**Passage to read:**
....................

A letter to the Teachers of Sumner County
Dear Educator:
Many of you have contacted my office regarding the filing of HB130/SB113 as well as other bills in the Tennessee General Assembly. I have put together a question and answer piece based on your exact words and my responses to your concerns in an effort to reach out to ALL of our teachersboth the union members and the non-union members to have a discussion about these measures before us. I hope you will take the time to read this. Let me apologize ahead of time for its length. I truly believe that the teachers of our county want what is best for our children. I also know that our educators want respect and recognition for what they do every day. They deserve both.
This bill serves the best interests of teachers, our school systems, but most importantly our students. Let me be clear, this bill is not anti-teacher. It is a pro-education bill that rewards teaching excellence and places student achievement as the top priority.
HB130 does this by removing the negotiating authority of the unions. Tennessee is a right to work state and does not authorize any other public-sector employees to engage in collective bargaining, except the union representing educators. State employees, firefighters, and police are all prohibited from the practice.
An honest examination of the facts proves that collective bargaining between the school systems and unions has created a climate of antagonism between those who should be working together to advance a positive agenda for our children and preparing them for a bright future. The process itself is adversarial and confrontational and does not lend itself to cooperation. Due to the mandatory negotiating privilege given to the unions by our State, a school system will often agree to unreasonable demands in a contract simply to prevent an expensive lawsuit. Ultimately, this impacts the taxpayersthe very people whom the teachers, the school board, and the Legislature work for and from whom they expect positive results in the classroom.
I agree with many of you that the collective bargaining model made sense fifty years ago. This archaic model no longer works in our increasingly competitive economy and the process handicaps a school systems ability to attract and retain the best and the brightest teachers.
The whole system needs an overhaul. School boards and superintendents must share the blame for maintaining the status quo as well. As a legislator, I have watched from the sidelinesalong with our citizenswhile our local board, our superintendent, and the SCEA have played a game of chess where no winner ever emerges. Personalities and power struggles abound and the Tennessee General Assembly has allowed one organization to have an inordinate amount of power by law.
In the poisonous atmosphere that has been created through statute, do we really have to ask why Tennessee is ranked so low in education results?
Additionally, parents share some responsibility in the current state of affairs. Many have contributed to the problem by not cherishing and caring for their children and, instead, expect public education to play this role.
As I stated at the beginning, an honest accounting of the facts reveals we all have failed in letting our States education system slide to the brink of irrelevancy.

....................

**Material:**
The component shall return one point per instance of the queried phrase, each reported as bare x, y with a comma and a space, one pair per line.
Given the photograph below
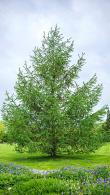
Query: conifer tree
49, 110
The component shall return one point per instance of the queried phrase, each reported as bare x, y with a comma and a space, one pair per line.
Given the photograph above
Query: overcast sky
22, 23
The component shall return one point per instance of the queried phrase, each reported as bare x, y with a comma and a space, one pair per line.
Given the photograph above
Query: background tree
49, 110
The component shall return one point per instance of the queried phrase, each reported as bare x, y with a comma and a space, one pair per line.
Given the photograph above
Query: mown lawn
41, 161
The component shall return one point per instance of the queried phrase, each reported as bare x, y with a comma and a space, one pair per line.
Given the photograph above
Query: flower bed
70, 180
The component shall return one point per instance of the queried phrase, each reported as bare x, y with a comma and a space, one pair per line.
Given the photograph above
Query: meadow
101, 157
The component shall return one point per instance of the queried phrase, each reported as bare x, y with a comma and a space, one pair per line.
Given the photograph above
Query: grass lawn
40, 161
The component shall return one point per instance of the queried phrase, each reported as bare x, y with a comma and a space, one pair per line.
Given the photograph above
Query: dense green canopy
49, 110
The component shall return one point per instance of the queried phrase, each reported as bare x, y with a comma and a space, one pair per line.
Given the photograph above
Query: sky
87, 22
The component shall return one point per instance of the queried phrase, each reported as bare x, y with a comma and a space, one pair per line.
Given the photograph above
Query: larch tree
49, 110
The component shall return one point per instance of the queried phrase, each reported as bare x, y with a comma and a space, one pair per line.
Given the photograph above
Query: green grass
41, 161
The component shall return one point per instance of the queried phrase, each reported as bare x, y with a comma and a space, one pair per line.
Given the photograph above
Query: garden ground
40, 161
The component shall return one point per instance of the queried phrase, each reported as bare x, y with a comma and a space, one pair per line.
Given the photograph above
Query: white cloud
21, 28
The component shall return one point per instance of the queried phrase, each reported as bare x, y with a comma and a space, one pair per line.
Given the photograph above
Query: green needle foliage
106, 127
49, 110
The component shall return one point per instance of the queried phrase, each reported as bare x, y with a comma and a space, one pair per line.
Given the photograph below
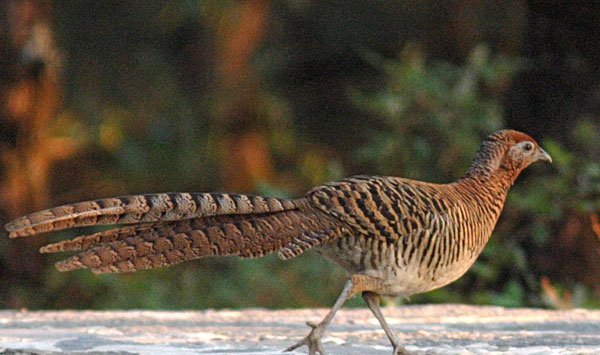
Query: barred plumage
394, 236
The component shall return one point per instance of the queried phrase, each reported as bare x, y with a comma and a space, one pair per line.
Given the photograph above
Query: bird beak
543, 155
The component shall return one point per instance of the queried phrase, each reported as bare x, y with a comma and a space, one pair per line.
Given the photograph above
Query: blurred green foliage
331, 99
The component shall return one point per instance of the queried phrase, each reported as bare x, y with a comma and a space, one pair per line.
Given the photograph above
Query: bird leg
313, 339
372, 300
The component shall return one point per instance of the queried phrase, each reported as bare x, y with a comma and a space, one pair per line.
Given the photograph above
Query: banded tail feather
169, 243
143, 209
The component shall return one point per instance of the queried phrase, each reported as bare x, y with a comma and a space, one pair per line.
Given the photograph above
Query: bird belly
380, 260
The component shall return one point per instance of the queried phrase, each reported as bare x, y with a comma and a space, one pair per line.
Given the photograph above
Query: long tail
171, 228
170, 243
143, 209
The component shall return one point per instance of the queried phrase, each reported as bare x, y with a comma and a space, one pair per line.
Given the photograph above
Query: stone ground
435, 329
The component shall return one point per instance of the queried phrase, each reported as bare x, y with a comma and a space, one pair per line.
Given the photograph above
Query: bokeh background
105, 98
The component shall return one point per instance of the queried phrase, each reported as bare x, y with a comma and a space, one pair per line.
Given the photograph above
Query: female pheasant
394, 236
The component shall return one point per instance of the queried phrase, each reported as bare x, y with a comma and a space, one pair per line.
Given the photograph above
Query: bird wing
386, 208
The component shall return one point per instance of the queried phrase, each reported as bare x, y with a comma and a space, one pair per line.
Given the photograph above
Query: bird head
504, 154
521, 151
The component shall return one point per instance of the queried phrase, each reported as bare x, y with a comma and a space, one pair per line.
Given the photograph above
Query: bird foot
399, 350
312, 340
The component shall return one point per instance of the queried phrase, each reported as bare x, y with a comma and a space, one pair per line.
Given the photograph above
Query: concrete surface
435, 329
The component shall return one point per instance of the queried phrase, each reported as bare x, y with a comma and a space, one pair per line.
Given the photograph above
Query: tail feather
85, 242
174, 242
144, 209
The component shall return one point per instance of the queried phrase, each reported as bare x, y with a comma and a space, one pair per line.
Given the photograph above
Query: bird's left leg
313, 339
372, 300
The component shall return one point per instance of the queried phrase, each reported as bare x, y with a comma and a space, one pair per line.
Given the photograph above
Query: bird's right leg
372, 300
313, 339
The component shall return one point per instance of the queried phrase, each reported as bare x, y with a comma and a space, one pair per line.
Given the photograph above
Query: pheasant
394, 236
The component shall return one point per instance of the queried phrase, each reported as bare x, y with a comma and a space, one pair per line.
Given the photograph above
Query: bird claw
399, 350
312, 340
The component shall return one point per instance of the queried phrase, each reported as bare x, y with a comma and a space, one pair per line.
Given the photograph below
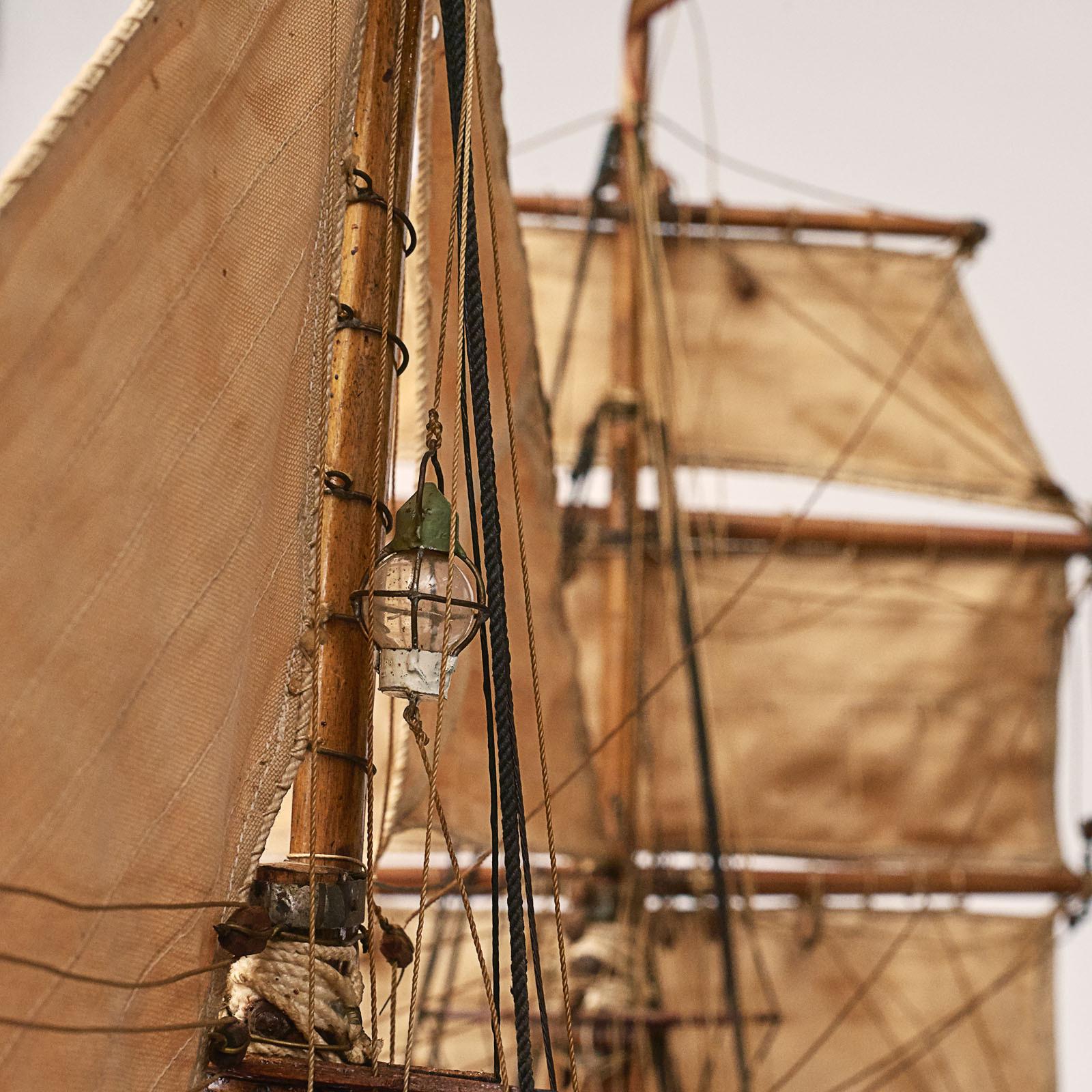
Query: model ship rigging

....................

**Task to complete:**
Continue the letter to Sumner County teachers about HB130, picking up after its last sentence. The entries have no connection to the letter to Sumner County teachers.

**Response to this exercise:**
Now is the time to stop the educational hemorrhaging and prevent the loss of qualified teachers, potential leaders, and a future that is growing out of reach for more and more Tennesseans.
It is time for teachers, school boards, parents, and legislators to have an honest discussion about where we are in Tennessee regarding education and where we want to go. It is time that the needs of our children outweigh the needs of special interests. I believe that is what the teachers of Sumner County want. I know I do and I believe that the public does, as well.
I look forward to your questions and comments after you read the Q & A below. If you feel comfortable, I would like to hear from you regarding how we can help you do your job, i.e., getting rid of paperwork requirements that take up your planning periods, etc. I would like to ask you what do you need as a teacher to be better, more creative, create success, and achieve more results with your students?
1. Why do you hate teachers and want us to suffer?
I do not hate teachers. My mother was a first grade teacher and she adored her students, her school, and her principal. Our teachers work hard and deal with children from all walks of life and situations. In todays world, some of these children are prepared for school while most are woefully not. I do not want teachers to suffer. I want to reward excellent teachers for doing a great job and producing students who are prepared for the challenges of the 21st century. I believe effective teachers are the greatest resource we have in providing a quality education to our students. Good teachers deserve to be rewarded for their excellence. Unfortunately, collective bargaining preserves the status quo and prevents merit pay for highly effective teachers and teacher bonuses and incentives for those who will rescue a failing school.
2. Without my teachers unions ability to collectively bargain, who will be my voice?
Direct Access. As a teacher, you can have direct access to the school board and management. You can do this yourself which is why this legislation empowers teachers like never before.
Forty-six school systems in Tennessee do not collective bargain. These school systems use collaborative bargaining where the teacher association representatives sit down with the school board to negotiate. Teachers in those school systems have the ability to directly negotiate their contracts while continuing their ability to remain in an association and attend board meetings.
It should be pointed out that, on average in these systems, teacher pay is increased more rapidly and students achieve at a higher rate.
This legislation empowers our teachers and allows our State to bring willing partners to the table to advance the interests of our children. Under state law, the non-union teachers in Tennessee are prohibited from taking their concerns directly to the school board. With these current conditions, these non-union teachers must adhere to contract negotiations, whether they like the terms or not. If they want their voice heard, their only option is to pay to go through the union representatives.
3. Why are you doing this to us? We want to know why you are bringing this legislation forward.
It is time for a new directionI want to promote learning over the politics of teaching while putting students first.
While there certainly is a lot of heated rhetoric out there, the truth is that this legislation is a pro-teacher bill that rewards achievement in the classroom and helps promote the best and the brightest in the educational field. By eliminating the collectivist authority of the unions that are trying to dominate the conversation, this bill serves the best interests of students, teachers, and school systems across our State.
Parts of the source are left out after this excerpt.